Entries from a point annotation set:

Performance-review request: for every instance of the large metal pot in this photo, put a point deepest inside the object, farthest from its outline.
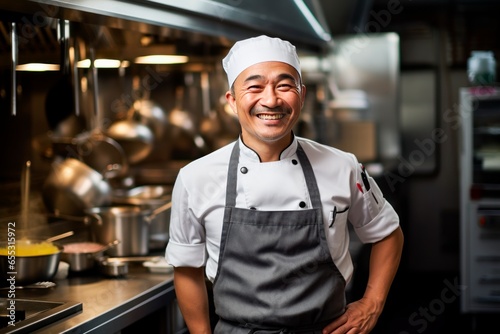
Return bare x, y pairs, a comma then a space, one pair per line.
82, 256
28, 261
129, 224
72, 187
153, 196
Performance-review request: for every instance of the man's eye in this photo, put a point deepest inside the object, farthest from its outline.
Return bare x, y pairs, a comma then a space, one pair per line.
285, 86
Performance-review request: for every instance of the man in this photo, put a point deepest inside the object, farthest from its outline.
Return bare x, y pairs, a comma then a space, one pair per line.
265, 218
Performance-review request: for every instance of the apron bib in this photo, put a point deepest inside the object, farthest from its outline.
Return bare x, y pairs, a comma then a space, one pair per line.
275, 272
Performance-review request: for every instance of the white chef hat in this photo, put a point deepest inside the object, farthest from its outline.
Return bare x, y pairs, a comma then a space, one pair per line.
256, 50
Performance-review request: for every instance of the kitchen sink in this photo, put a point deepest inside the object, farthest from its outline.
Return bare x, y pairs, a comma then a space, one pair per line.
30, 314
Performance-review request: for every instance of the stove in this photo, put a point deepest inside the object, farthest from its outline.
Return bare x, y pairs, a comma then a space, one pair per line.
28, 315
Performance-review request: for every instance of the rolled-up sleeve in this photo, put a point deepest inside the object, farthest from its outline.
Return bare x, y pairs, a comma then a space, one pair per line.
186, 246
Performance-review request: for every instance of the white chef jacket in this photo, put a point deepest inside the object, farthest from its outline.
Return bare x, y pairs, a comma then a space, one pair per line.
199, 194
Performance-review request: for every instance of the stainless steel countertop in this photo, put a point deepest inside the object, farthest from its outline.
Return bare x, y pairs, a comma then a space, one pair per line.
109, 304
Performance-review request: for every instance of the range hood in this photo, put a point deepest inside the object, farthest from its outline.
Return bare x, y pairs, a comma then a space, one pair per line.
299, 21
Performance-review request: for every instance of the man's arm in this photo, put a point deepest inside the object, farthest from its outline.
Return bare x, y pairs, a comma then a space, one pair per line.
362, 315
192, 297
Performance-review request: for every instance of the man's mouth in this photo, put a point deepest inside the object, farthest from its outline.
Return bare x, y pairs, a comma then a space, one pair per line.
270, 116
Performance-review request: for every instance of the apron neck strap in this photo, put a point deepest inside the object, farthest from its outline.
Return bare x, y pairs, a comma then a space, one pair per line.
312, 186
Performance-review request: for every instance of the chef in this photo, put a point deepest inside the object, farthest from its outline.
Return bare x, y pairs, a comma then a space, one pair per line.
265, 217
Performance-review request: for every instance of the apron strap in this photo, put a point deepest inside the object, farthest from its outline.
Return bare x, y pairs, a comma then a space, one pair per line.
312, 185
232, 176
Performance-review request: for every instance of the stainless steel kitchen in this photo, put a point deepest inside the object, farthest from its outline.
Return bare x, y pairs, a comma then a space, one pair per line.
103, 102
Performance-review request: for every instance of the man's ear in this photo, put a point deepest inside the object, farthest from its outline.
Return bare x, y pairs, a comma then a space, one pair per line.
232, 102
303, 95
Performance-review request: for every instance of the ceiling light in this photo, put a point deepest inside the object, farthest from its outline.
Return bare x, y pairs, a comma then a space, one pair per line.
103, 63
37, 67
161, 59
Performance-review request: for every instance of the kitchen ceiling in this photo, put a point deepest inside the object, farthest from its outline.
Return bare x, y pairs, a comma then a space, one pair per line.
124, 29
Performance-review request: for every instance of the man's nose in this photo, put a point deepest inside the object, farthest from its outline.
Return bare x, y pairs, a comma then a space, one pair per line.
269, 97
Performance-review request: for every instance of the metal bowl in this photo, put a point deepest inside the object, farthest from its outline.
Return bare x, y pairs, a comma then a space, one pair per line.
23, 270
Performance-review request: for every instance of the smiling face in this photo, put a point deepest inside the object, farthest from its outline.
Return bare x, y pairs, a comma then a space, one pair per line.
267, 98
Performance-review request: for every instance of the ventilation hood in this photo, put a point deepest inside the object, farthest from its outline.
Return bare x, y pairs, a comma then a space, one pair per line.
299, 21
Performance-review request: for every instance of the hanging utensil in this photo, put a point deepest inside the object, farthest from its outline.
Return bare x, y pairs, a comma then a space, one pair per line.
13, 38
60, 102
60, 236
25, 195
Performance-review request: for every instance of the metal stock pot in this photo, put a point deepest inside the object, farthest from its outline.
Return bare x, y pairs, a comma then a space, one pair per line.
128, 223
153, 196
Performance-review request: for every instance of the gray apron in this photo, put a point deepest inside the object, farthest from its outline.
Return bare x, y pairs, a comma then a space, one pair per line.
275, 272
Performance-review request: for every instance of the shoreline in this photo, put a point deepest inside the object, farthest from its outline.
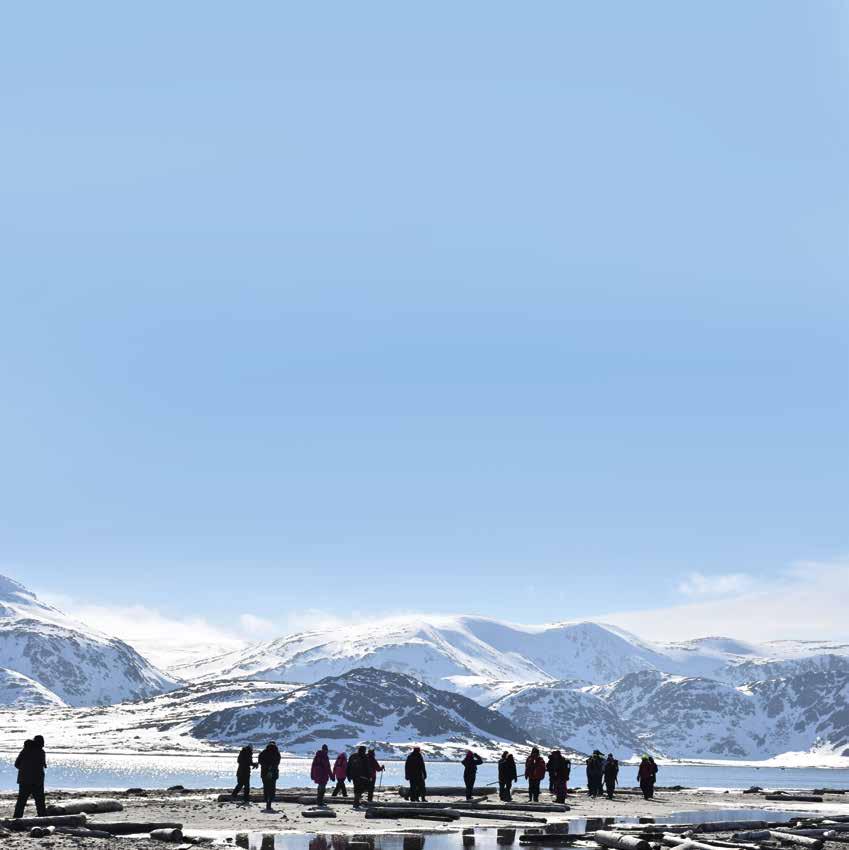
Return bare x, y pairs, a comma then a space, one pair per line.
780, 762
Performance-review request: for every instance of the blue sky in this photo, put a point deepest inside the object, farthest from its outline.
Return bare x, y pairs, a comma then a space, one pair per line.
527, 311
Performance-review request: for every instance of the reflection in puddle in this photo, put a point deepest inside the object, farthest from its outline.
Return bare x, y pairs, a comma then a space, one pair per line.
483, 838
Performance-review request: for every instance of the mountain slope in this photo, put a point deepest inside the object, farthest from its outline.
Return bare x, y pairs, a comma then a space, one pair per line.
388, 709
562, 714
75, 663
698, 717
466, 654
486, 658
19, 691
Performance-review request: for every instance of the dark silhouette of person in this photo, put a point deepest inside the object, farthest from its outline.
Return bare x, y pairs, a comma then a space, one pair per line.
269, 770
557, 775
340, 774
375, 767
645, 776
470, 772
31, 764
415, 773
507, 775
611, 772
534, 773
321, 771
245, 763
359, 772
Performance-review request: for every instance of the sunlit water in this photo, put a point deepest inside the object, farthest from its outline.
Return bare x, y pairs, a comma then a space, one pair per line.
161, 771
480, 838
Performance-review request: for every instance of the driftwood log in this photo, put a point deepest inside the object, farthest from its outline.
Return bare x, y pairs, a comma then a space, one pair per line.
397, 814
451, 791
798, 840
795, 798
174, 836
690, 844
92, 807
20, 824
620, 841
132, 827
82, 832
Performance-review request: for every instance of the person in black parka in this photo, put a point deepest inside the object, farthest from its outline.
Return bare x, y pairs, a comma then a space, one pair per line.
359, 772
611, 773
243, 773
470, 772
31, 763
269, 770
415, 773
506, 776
...
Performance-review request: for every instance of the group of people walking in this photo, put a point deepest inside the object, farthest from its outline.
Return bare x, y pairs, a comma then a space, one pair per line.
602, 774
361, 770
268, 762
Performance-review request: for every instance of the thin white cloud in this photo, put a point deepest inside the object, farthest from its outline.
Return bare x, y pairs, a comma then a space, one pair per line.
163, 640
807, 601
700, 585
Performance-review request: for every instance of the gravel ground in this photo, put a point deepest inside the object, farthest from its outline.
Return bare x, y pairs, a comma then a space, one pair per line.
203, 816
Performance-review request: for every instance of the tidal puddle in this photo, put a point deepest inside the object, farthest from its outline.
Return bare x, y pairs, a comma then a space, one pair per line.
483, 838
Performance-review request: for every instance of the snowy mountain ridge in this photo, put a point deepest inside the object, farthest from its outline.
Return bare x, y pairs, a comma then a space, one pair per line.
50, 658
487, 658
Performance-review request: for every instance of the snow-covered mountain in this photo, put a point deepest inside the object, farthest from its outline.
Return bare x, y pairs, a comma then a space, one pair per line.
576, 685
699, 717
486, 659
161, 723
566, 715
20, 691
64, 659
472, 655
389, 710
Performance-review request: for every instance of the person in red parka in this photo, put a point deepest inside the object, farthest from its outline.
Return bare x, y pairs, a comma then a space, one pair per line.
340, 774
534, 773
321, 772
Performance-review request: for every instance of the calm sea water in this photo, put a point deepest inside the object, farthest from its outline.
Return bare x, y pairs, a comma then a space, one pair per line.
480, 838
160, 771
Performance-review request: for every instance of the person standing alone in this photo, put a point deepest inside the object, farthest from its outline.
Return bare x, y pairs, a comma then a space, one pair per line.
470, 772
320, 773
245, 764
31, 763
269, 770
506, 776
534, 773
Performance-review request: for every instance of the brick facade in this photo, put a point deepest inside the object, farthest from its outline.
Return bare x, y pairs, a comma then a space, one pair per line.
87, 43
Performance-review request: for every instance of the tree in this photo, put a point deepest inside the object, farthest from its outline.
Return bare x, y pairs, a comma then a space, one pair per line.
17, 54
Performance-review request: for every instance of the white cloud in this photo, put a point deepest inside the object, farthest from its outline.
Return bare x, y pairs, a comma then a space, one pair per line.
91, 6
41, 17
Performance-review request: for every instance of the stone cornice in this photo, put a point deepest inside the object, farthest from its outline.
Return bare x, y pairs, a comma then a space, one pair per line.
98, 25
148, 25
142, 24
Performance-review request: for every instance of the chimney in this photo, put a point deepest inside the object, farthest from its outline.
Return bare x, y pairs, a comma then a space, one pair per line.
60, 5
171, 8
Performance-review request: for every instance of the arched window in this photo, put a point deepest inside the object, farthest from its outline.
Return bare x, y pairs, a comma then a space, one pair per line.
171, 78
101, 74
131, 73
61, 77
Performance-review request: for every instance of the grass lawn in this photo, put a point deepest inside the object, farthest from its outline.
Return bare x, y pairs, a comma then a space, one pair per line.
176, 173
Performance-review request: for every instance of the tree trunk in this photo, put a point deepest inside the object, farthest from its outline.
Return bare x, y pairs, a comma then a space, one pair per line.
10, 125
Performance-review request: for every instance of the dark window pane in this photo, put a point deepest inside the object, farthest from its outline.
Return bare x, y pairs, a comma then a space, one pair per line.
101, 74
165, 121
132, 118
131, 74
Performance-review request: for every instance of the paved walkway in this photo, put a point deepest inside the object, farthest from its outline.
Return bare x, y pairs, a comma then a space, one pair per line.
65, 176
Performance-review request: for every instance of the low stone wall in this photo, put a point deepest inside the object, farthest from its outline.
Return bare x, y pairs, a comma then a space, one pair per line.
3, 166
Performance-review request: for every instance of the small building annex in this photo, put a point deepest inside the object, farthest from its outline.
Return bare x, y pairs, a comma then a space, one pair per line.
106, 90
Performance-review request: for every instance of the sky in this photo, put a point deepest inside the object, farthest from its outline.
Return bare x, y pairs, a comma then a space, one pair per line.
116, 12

What you need to do: Pull out each line from the rows above that contains the word "metal", and list those lines unchanged.

Task output:
Performance-review request: for every instance of the large metal pot in this photo, put a point deepest inside the object, farthest from its outline.
Performance-review request: for every instance of the metal bowl in this photo, put a point deepest inside the object, farthest from its outline.
Performance-review request: for every instance of the metal stock pot in this photo, put a point deepest inside the object, farthest from its outline.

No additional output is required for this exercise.